PROVIDED TEXT =

========

We drank a couple of whisky sours at the bar and, as so often happens to John, we’re joined at the bar by a rather boring man, an architect, who was just off, as he put it, to ‘Saudi’. Five years ago, if a man had said he was going to Saudi Arabia, you’d probably think he’d been in trouble with the police. Now it’s where the money is – and the resourceful Brits are engaged tooth and nail in the process of bringing back the money we’re paying for the Arabs’ oil.

We go up to the restaurant and, despite his having just completed a very funny, widely praised series on the awful way people can be treated in hotels and restaurants, John and I are shown to the smallest table in the room, at which John has great difficulty in actually sitting. We share a bottle of Puligny Montrachet and tuck into smoked trout and eggs Benedict, looking out over Berkeley Square.

John is still not living with Connie and sounds sad about it … my God, he’s the third person I’ve had lunch with in five days who’s separated in the last year. Otherwise a good chat – both John and I feel that everyone is better off for having less involvement with Python.

He was strongly defensive when I suggested that there was a certain resentment that he had never been present on any of the film publicity trips. ‘I thought people liked going,’ was John’s response.

There was not much feeling of latent group responsibility in much of what he said – but we nattered on quite absorbed until nearly four o’clock. I then went down to the King’s Road, and bought clothes and some very fine Victorian ceramic tiles for our new sitting room shelf.

========

COLLECTED DATA =
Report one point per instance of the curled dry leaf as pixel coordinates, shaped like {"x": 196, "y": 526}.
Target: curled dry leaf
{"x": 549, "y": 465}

========

TASK DIRECTIONS = Repeat the part of the diary entry that begins at the words "We go up to" and stops after "was John’s response.". The material has nothing to do with the diary entry.

RESPONSE TO THE EXERCISE =
We go up to the restaurant and, despite his having just completed a very funny, widely praised series on the awful way people can be treated in hotels and restaurants, John and I are shown to the smallest table in the room, at which John has great difficulty in actually sitting. We share a bottle of Puligny Montrachet and tuck into smoked trout and eggs Benedict, looking out over Berkeley Square.

John is still not living with Connie and sounds sad about it … my God, he’s the third person I’ve had lunch with in five days who’s separated in the last year. Otherwise a good chat – both John and I feel that everyone is better off for having less involvement with Python.

He was strongly defensive when I suggested that there was a certain resentment that he had never been present on any of the film publicity trips. ‘I thought people liked going,’ was John’s response.